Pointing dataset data
▬▬▬▬▬▬▬▬▬▬

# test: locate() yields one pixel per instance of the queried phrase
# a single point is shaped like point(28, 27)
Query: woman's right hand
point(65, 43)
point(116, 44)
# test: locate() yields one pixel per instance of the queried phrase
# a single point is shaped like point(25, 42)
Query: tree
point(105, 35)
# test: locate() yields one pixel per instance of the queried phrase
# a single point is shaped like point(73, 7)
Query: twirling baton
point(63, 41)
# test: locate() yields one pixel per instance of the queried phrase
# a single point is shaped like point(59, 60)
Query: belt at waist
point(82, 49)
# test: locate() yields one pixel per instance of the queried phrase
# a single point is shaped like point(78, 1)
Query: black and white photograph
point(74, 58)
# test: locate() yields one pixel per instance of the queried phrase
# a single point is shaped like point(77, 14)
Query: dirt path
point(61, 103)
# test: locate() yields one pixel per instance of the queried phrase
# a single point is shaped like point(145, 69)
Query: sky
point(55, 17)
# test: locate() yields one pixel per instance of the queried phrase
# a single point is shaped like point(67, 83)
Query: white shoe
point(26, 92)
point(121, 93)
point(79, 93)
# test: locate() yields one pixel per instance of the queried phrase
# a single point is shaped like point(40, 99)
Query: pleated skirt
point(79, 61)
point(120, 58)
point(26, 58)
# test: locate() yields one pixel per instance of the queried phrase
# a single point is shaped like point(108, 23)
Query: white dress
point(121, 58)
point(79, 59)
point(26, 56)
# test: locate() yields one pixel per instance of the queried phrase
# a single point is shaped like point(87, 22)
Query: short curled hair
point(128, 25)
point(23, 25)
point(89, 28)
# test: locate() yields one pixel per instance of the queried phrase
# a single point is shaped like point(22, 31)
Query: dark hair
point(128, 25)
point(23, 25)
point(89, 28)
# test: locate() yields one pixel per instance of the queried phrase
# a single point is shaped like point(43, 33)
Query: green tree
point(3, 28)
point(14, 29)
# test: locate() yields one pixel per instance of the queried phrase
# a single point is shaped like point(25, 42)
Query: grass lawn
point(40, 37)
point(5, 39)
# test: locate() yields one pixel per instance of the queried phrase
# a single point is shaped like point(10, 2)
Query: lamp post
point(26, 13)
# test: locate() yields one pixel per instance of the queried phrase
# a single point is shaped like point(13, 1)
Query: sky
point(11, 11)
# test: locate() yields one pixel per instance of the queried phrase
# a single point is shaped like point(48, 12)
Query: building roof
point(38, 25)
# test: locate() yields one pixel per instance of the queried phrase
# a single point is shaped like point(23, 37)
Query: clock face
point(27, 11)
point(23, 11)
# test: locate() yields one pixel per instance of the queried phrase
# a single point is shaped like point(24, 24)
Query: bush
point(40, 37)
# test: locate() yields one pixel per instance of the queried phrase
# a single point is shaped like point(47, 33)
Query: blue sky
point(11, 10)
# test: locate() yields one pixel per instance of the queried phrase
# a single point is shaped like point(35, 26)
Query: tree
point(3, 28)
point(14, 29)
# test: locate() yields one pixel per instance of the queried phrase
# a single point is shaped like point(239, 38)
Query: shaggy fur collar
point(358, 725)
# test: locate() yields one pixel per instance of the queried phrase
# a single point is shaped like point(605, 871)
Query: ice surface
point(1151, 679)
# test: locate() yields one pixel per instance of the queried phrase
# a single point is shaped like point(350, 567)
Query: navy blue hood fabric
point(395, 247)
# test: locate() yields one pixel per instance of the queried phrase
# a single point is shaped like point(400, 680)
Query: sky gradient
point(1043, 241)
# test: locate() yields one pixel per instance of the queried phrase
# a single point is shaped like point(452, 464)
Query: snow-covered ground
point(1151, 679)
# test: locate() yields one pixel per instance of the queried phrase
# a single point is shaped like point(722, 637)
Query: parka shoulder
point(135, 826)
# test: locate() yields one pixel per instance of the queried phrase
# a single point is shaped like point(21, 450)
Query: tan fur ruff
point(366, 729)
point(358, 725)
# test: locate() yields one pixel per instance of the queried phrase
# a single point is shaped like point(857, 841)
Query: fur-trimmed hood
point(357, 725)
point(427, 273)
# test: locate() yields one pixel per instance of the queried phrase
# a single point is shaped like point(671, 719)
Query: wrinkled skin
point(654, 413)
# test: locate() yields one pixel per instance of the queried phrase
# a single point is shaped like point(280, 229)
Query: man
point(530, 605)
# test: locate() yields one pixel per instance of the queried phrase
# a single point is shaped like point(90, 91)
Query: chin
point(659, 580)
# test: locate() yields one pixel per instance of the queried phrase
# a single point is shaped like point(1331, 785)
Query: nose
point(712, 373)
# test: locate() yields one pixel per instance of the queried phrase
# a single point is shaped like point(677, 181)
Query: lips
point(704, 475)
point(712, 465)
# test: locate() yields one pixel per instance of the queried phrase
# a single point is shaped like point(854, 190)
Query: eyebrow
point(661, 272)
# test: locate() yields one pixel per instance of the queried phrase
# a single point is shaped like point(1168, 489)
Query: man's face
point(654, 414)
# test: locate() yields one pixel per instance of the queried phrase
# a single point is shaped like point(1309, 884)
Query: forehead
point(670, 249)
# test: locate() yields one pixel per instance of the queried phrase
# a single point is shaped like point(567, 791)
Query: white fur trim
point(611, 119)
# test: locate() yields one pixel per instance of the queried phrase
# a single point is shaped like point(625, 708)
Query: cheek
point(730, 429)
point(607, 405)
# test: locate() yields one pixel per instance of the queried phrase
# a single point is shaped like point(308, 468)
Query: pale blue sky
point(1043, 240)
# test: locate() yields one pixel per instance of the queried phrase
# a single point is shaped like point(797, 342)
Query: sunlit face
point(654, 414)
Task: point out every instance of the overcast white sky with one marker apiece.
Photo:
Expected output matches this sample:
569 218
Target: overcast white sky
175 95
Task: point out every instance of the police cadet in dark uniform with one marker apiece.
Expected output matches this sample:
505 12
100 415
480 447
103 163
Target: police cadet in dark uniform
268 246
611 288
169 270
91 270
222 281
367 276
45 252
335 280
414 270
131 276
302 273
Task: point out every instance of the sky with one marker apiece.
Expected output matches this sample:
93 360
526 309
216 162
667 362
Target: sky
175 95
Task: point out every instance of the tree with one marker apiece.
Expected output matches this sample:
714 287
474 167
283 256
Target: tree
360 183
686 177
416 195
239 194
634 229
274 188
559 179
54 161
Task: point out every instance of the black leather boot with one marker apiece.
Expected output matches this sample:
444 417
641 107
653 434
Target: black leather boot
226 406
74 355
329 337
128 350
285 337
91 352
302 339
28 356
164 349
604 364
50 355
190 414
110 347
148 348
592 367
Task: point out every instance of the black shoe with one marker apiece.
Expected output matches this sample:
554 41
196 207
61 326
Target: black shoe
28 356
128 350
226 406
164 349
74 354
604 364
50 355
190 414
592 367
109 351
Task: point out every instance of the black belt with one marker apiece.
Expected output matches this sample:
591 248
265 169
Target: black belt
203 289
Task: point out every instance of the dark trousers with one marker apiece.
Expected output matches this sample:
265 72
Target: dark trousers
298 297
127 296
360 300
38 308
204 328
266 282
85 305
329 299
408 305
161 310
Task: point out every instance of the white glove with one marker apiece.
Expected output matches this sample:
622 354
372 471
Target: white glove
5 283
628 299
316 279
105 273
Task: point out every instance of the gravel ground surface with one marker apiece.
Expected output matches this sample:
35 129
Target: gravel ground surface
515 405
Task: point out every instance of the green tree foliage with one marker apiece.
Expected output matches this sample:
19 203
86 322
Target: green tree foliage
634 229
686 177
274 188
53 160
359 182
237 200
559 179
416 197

▬▬▬▬▬▬▬▬▬▬

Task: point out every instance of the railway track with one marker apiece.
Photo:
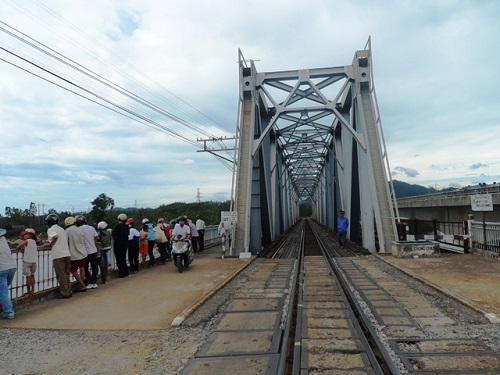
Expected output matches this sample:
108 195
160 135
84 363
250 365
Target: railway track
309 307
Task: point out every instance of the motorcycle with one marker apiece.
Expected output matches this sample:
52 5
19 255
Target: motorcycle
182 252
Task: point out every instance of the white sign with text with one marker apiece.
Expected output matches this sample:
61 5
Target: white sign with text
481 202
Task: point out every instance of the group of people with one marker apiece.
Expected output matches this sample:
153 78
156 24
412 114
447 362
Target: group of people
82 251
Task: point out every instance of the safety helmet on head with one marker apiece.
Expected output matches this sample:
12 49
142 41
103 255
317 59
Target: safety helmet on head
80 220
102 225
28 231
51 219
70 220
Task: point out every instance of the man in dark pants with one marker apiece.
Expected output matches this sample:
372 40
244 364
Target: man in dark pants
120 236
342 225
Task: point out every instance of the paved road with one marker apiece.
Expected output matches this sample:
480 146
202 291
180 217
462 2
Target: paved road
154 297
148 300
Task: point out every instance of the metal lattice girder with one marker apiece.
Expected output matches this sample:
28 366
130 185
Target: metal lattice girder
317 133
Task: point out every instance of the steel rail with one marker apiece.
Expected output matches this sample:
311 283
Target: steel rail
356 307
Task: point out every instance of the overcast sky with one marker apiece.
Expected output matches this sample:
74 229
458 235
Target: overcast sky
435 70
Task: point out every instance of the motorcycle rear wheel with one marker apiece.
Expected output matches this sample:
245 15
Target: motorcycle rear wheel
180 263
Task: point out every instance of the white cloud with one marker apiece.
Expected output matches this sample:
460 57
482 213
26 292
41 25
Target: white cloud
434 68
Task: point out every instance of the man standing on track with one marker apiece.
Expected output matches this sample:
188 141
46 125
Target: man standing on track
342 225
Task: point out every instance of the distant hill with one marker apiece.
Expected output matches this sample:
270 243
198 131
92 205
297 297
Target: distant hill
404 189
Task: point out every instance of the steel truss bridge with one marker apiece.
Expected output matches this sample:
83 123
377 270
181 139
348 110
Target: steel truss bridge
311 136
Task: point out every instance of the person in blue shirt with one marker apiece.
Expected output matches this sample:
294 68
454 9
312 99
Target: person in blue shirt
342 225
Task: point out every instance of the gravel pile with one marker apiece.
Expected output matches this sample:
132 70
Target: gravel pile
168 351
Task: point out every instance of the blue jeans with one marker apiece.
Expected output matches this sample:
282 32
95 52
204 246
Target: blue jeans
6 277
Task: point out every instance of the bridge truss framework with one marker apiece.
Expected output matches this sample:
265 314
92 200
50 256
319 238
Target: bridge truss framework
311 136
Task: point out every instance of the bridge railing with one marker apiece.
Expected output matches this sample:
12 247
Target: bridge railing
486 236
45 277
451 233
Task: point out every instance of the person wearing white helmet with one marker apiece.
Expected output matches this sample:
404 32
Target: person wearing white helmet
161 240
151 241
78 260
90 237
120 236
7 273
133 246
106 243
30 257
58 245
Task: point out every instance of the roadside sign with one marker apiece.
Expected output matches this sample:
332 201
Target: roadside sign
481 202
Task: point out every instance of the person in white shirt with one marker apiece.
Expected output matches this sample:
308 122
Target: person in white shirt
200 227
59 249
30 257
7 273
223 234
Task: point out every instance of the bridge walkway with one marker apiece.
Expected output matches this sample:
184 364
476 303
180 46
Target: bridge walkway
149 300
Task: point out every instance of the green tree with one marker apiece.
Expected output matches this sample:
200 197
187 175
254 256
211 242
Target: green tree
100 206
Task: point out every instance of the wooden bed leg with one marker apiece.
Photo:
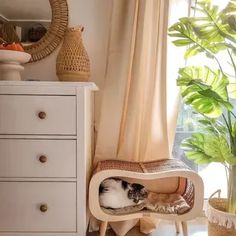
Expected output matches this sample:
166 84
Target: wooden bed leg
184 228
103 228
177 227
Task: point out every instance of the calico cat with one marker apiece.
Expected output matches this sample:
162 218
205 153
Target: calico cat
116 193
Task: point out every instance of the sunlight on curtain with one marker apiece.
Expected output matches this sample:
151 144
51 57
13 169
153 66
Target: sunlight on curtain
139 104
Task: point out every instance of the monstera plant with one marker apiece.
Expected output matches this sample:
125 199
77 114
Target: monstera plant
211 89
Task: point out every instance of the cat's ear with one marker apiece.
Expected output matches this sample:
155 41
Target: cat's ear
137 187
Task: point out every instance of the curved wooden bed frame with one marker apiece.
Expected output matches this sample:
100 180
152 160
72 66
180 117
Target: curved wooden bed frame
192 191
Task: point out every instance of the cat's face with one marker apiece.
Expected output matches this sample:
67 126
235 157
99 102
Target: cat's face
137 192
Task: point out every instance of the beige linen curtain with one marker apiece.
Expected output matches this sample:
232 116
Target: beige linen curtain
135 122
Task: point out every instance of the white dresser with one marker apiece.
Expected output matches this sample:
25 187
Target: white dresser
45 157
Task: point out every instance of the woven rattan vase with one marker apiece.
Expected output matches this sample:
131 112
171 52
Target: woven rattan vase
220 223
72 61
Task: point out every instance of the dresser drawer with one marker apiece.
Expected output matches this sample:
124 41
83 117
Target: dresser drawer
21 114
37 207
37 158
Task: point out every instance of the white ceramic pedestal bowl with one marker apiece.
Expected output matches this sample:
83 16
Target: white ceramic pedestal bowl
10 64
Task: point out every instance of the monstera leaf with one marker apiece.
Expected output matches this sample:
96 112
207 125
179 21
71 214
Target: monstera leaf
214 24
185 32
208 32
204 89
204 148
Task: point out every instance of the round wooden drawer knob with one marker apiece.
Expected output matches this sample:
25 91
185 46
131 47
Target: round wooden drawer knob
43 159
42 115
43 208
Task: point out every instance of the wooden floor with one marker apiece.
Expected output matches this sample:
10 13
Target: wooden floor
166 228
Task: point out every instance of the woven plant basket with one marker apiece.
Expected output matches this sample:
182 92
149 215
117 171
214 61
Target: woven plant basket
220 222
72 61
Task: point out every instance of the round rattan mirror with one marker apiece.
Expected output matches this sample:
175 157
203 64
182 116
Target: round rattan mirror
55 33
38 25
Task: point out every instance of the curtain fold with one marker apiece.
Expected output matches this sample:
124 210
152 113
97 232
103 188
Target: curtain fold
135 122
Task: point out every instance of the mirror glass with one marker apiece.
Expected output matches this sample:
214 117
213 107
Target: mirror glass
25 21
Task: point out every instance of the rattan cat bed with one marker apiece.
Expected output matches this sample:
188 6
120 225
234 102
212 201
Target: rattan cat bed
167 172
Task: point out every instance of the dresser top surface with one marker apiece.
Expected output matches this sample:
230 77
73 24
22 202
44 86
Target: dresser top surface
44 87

▬▬▬▬▬▬▬▬▬▬

• What to produce
Can you pull out every line of the data above that contains the string "beige"? Case counts.

• Full output
Task: point out every instance of the beige linen curtain with one marker apiece.
Target: beige linen curtain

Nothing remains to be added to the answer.